EXCERPTED PASSAGE>
(begin)
1) The mean of S is equal to the median of S
2) When any element of S is divided by 5, the remainder is 4

chetan2u Requesting your expert inputs.
Why is 1) and 2) together not sufficient?

1) tells us that mean and median = c

2) tells us that all numbers are of the type 5k+4
I'm unable to proceed from this point.

Ok ..
it means are b and d equidistant from c, or whether c is the average of b, c and d.
(I) statement I tells us mean=median=c.
So if a and e are equidistant from c, Ans will be yes otherwise no..
But we can't say anything about d and e.
3,4,5,6,7.. 5 is mean and median ..Ans is yes..
1,2,5,6,11...5 is median and mean ...Ans is No
Insufficient

(II) statement II tells us that 4 is the remainder when divided by 5 ..
As correctly mentioned by you the numbers are 5k+4..
(end)
Named object pointing entries>
(begin)
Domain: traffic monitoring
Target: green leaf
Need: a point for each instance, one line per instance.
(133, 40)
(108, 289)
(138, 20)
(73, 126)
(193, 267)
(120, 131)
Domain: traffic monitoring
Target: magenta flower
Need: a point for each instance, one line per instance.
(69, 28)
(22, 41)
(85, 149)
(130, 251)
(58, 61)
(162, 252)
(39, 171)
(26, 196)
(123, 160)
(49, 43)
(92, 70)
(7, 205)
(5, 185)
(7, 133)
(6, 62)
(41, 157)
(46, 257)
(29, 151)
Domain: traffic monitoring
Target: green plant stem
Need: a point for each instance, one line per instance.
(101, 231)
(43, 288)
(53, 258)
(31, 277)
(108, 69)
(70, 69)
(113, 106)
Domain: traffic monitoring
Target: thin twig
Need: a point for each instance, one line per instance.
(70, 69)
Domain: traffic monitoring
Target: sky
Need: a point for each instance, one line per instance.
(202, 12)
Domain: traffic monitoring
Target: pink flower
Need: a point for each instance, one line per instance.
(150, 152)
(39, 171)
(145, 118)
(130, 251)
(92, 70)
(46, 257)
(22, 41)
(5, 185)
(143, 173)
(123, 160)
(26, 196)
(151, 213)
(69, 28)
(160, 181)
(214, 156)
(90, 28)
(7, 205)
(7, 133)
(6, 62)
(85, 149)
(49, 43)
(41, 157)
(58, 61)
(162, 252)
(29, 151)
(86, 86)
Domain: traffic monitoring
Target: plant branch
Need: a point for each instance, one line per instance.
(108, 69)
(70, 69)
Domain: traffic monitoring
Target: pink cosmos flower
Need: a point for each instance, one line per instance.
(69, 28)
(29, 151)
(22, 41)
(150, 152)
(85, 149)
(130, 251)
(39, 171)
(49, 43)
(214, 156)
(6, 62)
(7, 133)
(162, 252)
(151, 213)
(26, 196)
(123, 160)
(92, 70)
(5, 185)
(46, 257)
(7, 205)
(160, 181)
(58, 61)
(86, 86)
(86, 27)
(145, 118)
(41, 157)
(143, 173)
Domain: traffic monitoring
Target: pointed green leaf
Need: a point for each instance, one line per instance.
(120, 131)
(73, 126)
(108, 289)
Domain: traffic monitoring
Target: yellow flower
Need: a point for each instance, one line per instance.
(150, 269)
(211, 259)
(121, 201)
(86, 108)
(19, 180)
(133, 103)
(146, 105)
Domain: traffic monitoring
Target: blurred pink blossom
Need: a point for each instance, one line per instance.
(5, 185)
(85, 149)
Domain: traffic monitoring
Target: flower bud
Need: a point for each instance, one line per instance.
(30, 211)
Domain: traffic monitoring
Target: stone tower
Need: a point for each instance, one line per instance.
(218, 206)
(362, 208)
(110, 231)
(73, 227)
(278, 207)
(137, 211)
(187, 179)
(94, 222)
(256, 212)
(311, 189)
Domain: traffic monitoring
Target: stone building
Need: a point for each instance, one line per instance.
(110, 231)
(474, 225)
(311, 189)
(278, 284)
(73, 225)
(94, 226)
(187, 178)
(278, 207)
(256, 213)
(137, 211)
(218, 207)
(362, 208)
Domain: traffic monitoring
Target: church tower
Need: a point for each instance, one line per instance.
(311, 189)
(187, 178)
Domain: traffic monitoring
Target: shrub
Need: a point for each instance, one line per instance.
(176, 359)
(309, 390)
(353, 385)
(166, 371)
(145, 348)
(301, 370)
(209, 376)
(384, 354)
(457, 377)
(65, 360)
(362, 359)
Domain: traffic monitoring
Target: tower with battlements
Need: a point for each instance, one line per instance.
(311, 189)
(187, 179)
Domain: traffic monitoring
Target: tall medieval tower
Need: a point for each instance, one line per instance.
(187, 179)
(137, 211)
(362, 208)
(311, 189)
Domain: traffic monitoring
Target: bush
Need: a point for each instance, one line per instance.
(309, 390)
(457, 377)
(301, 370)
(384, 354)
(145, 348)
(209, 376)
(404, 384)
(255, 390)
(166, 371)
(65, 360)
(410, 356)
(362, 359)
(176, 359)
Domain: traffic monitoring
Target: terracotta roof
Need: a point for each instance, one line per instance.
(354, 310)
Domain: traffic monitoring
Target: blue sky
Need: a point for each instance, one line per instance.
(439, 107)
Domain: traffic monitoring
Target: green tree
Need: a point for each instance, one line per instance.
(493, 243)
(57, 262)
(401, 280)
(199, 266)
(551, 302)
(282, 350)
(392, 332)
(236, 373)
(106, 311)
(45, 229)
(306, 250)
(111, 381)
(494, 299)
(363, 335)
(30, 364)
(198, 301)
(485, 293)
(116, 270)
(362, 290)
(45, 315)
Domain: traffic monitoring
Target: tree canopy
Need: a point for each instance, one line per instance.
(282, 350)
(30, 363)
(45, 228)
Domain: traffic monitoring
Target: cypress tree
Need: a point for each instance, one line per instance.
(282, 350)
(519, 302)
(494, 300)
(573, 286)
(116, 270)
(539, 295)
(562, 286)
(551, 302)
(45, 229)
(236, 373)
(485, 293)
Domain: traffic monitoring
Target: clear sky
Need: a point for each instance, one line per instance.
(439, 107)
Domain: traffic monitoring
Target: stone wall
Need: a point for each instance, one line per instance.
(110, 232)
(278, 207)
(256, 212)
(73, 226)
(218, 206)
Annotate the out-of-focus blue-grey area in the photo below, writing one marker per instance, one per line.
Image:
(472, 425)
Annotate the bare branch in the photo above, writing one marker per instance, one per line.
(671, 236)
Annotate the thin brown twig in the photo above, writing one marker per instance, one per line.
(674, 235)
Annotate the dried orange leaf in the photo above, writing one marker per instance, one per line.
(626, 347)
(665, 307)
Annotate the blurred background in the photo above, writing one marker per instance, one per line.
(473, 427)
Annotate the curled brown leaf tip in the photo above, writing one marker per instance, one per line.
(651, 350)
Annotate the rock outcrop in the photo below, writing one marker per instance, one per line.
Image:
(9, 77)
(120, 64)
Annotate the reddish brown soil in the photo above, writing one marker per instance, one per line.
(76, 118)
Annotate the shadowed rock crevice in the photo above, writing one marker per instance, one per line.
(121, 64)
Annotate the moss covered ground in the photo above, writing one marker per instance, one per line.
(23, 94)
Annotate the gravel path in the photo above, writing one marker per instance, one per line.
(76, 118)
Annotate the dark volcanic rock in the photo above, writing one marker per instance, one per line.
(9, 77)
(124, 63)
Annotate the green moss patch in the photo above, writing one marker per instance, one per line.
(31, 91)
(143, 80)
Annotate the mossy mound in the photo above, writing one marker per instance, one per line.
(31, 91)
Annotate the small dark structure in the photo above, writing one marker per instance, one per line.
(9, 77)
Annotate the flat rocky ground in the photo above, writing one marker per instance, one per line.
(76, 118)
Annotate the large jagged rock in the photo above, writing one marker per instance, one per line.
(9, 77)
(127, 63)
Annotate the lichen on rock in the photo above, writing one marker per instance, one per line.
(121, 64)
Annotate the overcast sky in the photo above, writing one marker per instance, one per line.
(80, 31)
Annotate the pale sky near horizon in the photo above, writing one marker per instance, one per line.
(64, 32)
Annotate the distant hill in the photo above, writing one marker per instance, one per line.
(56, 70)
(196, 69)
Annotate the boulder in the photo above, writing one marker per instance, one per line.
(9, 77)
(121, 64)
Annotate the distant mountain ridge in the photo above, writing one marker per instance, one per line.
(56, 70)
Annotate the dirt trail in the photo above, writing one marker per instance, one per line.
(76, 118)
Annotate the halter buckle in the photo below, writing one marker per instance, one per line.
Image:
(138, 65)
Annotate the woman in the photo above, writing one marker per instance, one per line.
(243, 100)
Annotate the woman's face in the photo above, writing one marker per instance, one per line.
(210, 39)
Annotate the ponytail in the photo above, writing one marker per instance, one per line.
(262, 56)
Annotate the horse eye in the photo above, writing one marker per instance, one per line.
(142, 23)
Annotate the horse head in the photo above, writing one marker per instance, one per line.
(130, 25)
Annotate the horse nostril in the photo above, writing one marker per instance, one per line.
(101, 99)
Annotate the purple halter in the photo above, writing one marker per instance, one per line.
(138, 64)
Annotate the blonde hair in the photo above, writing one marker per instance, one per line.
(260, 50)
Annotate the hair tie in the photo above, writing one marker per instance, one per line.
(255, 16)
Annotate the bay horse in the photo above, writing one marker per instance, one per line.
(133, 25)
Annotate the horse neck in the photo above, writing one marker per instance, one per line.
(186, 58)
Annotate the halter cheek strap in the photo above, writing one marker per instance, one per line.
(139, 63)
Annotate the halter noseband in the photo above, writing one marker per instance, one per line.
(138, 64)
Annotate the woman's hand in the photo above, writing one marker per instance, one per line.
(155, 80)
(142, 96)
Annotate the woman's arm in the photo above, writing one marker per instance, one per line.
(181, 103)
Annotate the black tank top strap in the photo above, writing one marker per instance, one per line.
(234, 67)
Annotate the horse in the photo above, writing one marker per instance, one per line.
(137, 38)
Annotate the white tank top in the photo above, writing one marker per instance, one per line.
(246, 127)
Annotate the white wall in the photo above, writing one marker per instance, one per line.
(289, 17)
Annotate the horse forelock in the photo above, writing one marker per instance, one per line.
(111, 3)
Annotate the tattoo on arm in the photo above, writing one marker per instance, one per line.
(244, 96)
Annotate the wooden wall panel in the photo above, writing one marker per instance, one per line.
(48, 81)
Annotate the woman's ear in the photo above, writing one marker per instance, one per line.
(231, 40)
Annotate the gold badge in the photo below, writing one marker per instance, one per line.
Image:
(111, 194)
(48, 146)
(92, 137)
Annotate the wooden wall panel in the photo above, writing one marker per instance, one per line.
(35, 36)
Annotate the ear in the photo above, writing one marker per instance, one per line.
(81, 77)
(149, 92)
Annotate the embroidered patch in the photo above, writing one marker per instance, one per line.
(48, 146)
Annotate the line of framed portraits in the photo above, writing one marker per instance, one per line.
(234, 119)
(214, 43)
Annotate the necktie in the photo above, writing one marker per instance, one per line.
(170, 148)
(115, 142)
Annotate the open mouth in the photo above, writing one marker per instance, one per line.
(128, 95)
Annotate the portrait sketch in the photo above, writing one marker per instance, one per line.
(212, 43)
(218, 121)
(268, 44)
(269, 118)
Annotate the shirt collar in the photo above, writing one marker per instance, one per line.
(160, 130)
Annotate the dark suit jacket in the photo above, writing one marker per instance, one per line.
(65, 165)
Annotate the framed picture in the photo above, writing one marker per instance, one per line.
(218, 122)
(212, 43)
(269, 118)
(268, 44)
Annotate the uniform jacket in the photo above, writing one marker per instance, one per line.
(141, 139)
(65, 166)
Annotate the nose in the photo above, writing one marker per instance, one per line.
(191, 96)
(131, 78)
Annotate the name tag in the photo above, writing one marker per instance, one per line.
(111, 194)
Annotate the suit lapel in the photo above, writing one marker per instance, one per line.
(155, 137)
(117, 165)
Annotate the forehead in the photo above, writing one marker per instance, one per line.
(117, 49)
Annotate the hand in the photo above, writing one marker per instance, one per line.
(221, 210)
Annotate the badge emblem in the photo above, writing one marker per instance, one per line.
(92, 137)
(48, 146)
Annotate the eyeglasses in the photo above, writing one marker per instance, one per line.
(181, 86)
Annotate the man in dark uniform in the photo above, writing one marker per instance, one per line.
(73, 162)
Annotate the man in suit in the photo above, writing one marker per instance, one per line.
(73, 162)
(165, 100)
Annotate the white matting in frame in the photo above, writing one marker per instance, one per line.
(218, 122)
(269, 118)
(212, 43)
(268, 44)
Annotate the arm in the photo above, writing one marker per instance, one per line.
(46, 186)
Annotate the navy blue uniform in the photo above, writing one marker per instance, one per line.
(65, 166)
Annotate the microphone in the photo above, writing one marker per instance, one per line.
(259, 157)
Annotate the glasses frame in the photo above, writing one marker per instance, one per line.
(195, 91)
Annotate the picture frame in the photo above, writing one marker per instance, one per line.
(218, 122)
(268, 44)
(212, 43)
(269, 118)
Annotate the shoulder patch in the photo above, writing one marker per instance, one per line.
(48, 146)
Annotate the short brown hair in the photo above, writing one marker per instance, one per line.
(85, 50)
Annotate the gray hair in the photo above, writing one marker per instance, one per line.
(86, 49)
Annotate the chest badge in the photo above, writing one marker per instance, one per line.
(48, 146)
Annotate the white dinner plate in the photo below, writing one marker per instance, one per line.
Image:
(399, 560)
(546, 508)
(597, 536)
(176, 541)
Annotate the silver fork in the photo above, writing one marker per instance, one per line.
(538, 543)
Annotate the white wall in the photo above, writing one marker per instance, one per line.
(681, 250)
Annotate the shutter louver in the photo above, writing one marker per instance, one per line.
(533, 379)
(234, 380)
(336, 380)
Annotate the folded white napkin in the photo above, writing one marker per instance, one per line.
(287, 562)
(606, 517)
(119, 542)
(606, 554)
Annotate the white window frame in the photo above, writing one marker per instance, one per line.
(end)
GIVEN EXERCISE>
Answer these questions using the forum excerpt above.
(a) What remainder does statement 2) give when any element of S is divided by 5?
(b) In the example set 3,4,5,6,7, which number is identified as both the mean and the median?
(c) What verdict does the reply reach on statement I alone?

THE RESPONSE>
(a) 4
(b) 5
(c) Insufficient